Records of labeled points:
————————

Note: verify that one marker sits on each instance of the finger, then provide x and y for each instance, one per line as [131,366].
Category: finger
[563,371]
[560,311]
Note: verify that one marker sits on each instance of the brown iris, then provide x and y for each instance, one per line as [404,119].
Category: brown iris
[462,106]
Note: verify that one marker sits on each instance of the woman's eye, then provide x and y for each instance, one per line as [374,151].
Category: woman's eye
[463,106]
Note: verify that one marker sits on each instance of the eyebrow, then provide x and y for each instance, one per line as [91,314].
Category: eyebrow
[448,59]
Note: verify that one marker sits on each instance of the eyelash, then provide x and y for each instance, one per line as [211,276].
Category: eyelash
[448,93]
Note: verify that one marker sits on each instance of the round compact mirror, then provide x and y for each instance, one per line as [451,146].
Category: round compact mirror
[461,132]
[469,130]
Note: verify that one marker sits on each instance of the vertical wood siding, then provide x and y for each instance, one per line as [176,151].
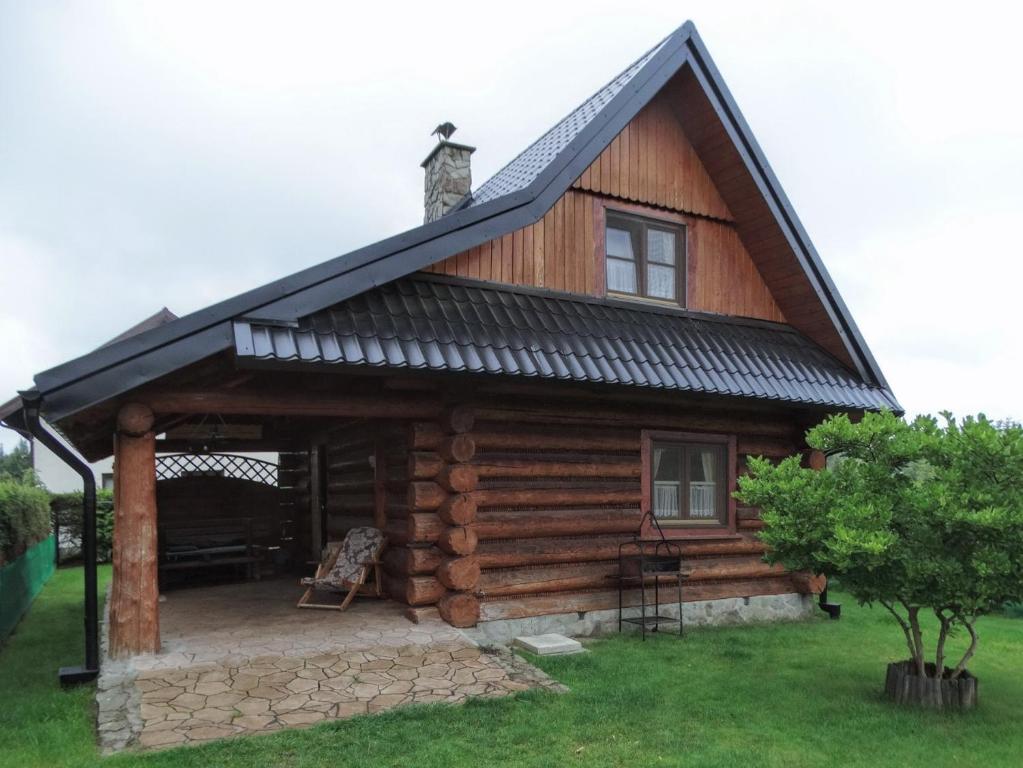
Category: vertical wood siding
[652,168]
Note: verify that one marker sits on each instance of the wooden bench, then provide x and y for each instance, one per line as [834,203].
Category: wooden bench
[210,543]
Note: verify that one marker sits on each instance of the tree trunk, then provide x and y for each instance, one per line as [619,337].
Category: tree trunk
[930,690]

————————

# [INSTRUCTION]
Quote every one of the records above word for word, but leave the pictures out.

# [EXPECTED OUTPUT]
Note: verify that one marker sits on each instance of the finger, then provide x and y for each instance, one per line as [131,366].
Category: finger
[563,371]
[560,311]
Note: verify that one marker sits on each instance of the brown iris, then provide x and y for each instance, one per line as [404,119].
Category: brown iris
[462,106]
Note: verify that one marker sits on each instance of the woman's eye, then provide x and y for each instance, one per line as [374,151].
Category: woman's eye
[463,106]
Note: verify that one marker sits on each instance of the eyebrow, then provide x and y for each instance, one per line as [91,314].
Category: eyebrow
[448,59]
Note: verify that one marker sits on each instance of the eyelash, then provide x and y for each instance, one per line as [211,276].
Category: eyelash
[448,93]
Note: verify that one marker sits on each instance of the round compact mirror, then provide x and y for each instance, one per line as [451,146].
Category: round compact mirror
[461,132]
[469,130]
Note: verify that one marker sits on each instance of the vertical wood siding, then provide x and y for each instance, one per line as [176,151].
Category: vertical wood siding
[652,168]
Note: verify that one marker sits on each instance of the wooden bench, then provide x and y for each instance, one per line as [834,203].
Category: wooden bench
[210,543]
Note: verify that one marker sits on each instance of the tree trunk, then provide x and y for each instance, one per line as [619,337].
Category: tree trunk
[930,690]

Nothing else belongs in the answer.